According to the OCL plugin naming proposal, what does the Tools repository currently contain?

Source excerpt:
-- Start --

This namespace could also help to identify the future
components of the project. Everything not scoped in
org.eclipse.ocl.core/tools should probably be deprecated
and eventually deleted in future releases. I imagine
something like the following:
org.eclipse.ocl
-> mature, deprecated code
org.eclipse.ocl.uml ->
mature, deprecated code
org.eclipse.ocl.ecore ->
mature, deprecated code
org.eclipse.ocl.ecore.impactanalysis[1] -> impact
analysis for the mature deprecated code
org.eclipse.ocl.core.pivot ->
new pivot implementation
org.eclipse.ocl.core.essentialocl -> new
pivot-based Essential OCL Implementation
org.eclipse.ocl.core.completeocl -> new
pivot-based Complete OCL Implementation
org.eclipse.ocl.core.impactanalysis -> impact
analysis for the new pivot-based implementation
org.eclipse.ocl.core.doc ->
documentation for the Core API usage
org.eclipse.ocl.core.examples.* ->
Examples for Core API usage.
org.eclipse.ocl.core.tests.* ->
tests for Core API.
org.eclipse.ocl.tools.console ->
OCL Console.
org.eclipse.ocl.tools.editor.essentialocl -> Editor
for Essential OCL
org.eclipse.ocl.tools.editor.completeocl -> Editor for
Complete OCL
org.eclipse.ocl.tools.doc ->
documentation/help for Tools.
org.eclipse.ocl.tools.examples.* ->
examples for Tools.
org.eclipse.ocl.tools.tests.* ->
(probably UI-based) tests for Tools.
... and such [2].
Again, this is a suggestion, which could make sense since
we are now distinguising and exposing different Core and
Tools components. It's not a necessity at all.
Adding a new/good features organization, we could finally
distribute Core components in a pure Core Repository, and
the Tools components in a pure Tools Repository. We could
also distribute the current (deprecated and removed in the
future) Core components in a "Deprecated Repository".
Nowadays, because of the current feature organization, the
Core Repository contains only Core Components, however,
the Tools repository contains both Core and Tools
components.
Note: [1] Just to name the impact analyzer. This obviously
could be organized as Axel requires/expects.
Note: [2] I know that I'm missing a lot of plugins, but I
hope the idea is caught.
Best Regards,
Adolfo.
El 03/02/2012 14:18, Ed Willink escribió:
Hi Adolfo
Would you like to put together a proposal for revised
feature and plugin names and hierarchy, since your
releng perspective gives you slightly different
interests? 4.0.0 is a major version so we can totally
reorganize if absolutely necessary - I hope not.
From a modeling perspective, a Feature contain Features
or Plugins so a simple indented list is sufficient to
identify the intended location of all plugins and
features and Update Site Names.
feature X (Descriptive Name for X)
plugin Y
feature Z (Descriptive Name for Z)

-- End --

(Data entries)
-- Start --

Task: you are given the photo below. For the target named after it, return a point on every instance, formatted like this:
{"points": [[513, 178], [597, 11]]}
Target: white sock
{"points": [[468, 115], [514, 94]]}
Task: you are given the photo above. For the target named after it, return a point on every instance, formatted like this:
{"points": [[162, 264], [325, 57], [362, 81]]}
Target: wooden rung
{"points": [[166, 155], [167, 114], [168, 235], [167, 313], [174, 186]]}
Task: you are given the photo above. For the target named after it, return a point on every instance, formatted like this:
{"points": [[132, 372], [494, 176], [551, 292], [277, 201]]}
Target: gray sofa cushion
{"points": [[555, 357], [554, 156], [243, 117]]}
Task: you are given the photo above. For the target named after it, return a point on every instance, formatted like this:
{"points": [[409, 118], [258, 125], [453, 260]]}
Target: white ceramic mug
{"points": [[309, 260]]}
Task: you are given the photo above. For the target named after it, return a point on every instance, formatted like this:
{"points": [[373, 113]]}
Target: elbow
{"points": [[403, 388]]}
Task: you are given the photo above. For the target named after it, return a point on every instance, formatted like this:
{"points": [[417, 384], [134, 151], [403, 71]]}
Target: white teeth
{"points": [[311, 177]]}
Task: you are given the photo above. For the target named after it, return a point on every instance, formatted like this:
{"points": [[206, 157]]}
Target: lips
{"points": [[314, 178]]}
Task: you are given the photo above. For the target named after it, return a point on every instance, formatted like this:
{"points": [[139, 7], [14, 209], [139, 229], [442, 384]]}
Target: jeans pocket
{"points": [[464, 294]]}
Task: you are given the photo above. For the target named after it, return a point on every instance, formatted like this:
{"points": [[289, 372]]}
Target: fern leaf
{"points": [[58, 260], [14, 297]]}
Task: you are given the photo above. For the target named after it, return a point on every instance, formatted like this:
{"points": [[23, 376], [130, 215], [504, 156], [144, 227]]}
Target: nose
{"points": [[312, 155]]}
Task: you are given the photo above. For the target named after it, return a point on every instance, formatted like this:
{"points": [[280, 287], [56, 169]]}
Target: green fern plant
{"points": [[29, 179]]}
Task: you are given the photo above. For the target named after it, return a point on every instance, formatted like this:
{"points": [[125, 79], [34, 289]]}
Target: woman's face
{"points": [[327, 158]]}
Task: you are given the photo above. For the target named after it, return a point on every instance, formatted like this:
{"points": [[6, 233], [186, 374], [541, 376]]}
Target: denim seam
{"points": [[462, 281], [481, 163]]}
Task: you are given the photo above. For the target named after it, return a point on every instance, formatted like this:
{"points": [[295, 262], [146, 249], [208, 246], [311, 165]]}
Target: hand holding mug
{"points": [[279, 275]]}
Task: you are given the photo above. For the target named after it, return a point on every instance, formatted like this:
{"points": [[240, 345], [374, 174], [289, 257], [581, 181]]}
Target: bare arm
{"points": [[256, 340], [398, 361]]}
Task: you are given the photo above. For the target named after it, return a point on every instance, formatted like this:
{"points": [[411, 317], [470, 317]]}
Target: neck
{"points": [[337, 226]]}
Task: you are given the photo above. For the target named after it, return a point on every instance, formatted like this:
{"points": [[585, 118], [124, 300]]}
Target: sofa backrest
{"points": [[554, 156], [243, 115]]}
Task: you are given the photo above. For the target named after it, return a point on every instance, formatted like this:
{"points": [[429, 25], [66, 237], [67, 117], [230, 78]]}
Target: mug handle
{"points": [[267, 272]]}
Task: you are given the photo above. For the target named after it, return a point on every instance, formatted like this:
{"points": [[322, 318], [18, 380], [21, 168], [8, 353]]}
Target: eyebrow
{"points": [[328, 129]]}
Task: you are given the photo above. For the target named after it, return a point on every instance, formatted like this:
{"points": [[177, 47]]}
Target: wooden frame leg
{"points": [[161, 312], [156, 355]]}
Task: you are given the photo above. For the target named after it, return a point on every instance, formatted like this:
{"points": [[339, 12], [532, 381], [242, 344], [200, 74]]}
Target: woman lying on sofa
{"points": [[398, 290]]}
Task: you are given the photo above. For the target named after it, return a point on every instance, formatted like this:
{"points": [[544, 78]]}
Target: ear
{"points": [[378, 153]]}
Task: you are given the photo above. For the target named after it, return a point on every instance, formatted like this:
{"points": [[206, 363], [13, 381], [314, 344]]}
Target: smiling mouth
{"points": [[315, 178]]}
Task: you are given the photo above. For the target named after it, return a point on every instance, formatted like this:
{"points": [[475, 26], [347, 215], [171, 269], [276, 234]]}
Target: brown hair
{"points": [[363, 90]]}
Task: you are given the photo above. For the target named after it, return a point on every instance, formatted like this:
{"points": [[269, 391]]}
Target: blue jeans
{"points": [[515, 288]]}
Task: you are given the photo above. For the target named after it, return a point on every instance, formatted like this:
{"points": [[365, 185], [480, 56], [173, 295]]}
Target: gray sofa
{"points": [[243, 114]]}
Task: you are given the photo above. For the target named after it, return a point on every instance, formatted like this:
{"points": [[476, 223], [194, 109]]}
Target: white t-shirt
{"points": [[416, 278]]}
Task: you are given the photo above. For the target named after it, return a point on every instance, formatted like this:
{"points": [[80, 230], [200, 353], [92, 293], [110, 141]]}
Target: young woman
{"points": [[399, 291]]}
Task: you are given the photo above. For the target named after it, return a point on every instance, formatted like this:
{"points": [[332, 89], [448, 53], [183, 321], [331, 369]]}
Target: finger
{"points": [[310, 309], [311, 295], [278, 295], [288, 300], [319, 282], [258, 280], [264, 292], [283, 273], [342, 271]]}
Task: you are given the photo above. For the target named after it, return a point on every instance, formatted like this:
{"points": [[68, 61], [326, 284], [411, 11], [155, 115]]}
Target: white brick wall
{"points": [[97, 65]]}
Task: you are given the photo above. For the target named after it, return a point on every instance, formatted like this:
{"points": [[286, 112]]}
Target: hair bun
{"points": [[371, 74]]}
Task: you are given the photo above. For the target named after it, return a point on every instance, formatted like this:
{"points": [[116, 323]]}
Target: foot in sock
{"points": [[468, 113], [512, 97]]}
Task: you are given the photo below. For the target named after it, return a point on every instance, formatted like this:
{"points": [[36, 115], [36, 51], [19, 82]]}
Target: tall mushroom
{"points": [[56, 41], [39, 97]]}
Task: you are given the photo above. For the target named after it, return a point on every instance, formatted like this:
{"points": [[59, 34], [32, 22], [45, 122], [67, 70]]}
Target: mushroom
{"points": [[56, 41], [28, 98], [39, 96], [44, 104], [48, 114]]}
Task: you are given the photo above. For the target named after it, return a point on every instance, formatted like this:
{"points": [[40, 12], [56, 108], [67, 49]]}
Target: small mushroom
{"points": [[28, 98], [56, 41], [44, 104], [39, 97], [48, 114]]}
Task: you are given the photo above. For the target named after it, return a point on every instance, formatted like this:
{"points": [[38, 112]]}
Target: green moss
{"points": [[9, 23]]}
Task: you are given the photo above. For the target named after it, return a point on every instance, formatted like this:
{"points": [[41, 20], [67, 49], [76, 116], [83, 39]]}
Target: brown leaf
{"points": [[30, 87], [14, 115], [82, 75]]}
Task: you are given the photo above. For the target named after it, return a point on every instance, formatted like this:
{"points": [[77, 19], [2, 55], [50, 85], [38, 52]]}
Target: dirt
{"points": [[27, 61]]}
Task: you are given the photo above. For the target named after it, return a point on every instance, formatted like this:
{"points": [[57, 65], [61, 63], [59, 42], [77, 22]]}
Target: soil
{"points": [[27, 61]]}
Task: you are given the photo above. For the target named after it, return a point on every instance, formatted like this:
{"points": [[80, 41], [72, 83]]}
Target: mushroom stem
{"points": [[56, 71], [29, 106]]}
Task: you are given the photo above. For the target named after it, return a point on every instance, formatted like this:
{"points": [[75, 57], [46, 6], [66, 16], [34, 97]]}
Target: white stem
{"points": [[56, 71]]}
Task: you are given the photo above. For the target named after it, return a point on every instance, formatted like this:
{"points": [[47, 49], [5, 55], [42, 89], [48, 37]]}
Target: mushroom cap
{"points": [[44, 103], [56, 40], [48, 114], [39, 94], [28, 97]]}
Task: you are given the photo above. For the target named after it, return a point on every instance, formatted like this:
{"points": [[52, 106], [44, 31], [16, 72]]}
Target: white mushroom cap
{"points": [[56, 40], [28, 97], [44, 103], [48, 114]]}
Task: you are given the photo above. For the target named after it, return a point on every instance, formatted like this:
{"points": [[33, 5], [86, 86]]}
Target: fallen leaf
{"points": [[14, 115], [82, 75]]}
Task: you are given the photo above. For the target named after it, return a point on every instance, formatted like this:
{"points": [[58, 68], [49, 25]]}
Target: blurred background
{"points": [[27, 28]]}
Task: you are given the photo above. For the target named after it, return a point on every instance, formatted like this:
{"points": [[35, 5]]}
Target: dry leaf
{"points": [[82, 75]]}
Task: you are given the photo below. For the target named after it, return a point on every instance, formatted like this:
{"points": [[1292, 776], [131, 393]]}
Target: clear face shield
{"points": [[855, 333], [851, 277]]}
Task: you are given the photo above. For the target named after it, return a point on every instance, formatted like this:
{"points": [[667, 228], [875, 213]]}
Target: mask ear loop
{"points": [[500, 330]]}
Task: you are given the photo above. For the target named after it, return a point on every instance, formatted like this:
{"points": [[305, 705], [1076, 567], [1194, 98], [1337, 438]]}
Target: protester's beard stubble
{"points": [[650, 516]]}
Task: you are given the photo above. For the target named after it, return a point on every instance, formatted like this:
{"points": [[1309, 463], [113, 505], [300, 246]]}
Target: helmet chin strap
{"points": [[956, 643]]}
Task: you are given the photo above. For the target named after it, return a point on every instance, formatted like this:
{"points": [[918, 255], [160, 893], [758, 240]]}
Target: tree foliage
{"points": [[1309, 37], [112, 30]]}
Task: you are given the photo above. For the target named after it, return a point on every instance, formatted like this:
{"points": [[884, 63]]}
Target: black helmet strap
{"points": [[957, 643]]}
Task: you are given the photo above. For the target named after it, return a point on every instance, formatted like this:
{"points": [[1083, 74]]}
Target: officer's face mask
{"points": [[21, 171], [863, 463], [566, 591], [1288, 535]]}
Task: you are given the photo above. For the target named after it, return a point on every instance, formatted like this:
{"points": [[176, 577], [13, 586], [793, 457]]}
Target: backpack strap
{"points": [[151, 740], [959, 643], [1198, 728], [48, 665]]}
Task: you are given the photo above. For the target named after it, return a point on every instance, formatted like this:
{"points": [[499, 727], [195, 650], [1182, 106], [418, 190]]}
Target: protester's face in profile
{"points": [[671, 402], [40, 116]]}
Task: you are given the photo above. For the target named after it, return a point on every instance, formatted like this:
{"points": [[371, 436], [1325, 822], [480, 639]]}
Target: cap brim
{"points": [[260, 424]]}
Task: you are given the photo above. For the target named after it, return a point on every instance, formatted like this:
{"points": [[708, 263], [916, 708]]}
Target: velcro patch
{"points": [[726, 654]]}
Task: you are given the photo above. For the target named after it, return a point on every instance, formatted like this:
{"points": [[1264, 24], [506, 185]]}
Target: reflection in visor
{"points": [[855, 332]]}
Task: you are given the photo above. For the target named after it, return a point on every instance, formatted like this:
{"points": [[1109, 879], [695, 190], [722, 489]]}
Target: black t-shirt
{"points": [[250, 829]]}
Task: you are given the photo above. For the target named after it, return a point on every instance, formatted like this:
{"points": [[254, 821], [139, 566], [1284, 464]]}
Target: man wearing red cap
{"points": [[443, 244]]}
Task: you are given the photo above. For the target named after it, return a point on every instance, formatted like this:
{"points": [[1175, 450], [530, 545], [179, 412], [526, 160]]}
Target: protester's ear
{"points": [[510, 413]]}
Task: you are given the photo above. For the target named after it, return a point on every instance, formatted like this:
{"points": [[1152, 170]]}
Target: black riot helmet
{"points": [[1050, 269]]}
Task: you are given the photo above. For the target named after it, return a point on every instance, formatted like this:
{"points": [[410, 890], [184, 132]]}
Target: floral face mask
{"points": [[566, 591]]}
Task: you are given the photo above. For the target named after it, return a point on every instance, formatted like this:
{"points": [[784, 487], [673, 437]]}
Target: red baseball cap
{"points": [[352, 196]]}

-- End --

Solution for this exercise: Both Core and Tools components.